━━━ Records supplied

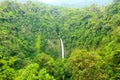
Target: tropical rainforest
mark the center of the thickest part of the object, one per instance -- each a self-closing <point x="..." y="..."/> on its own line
<point x="30" y="46"/>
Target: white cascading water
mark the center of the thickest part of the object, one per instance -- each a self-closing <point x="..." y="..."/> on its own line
<point x="62" y="47"/>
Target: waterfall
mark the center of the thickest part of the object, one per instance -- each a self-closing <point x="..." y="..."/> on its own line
<point x="62" y="47"/>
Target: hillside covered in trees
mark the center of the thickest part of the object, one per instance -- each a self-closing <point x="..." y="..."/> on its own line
<point x="30" y="46"/>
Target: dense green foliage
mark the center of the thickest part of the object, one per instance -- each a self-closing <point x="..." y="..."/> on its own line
<point x="30" y="47"/>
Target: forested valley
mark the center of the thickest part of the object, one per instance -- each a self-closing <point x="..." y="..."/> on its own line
<point x="30" y="46"/>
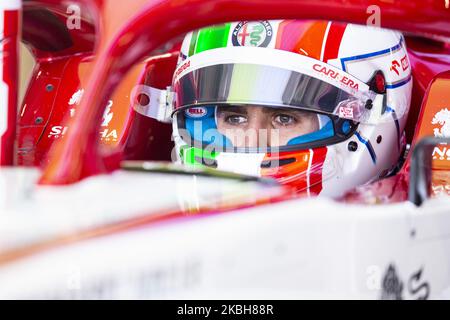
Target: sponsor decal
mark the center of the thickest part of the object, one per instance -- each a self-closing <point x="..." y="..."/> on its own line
<point x="405" y="63"/>
<point x="441" y="153"/>
<point x="335" y="75"/>
<point x="346" y="112"/>
<point x="418" y="287"/>
<point x="196" y="112"/>
<point x="106" y="135"/>
<point x="442" y="119"/>
<point x="394" y="65"/>
<point x="183" y="67"/>
<point x="107" y="115"/>
<point x="75" y="100"/>
<point x="252" y="33"/>
<point x="392" y="285"/>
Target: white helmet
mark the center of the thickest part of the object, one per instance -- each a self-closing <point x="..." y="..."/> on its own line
<point x="337" y="96"/>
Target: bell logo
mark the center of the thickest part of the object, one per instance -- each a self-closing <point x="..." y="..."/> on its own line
<point x="442" y="118"/>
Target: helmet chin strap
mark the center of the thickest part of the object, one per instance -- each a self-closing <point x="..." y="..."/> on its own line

━━━━━━

### Stated goal
Can you repeat every line from the one containing "Target: bell logo" through the last of the rows, both ends included, with the labeling requests kept intact? Multiply each x and y coordinate in the answer points by 0.4 and round to whole numbers, halves up.

### Result of the task
Target: bell logo
mark the center of the thickest part of the object, one per instance -- each a self-closing <point x="..." y="..."/> on its own line
<point x="177" y="47"/>
Target: helmet chin strap
mark the center of the thickest part of the object, one per instance -- each a self-closing <point x="..." y="..."/> on its own line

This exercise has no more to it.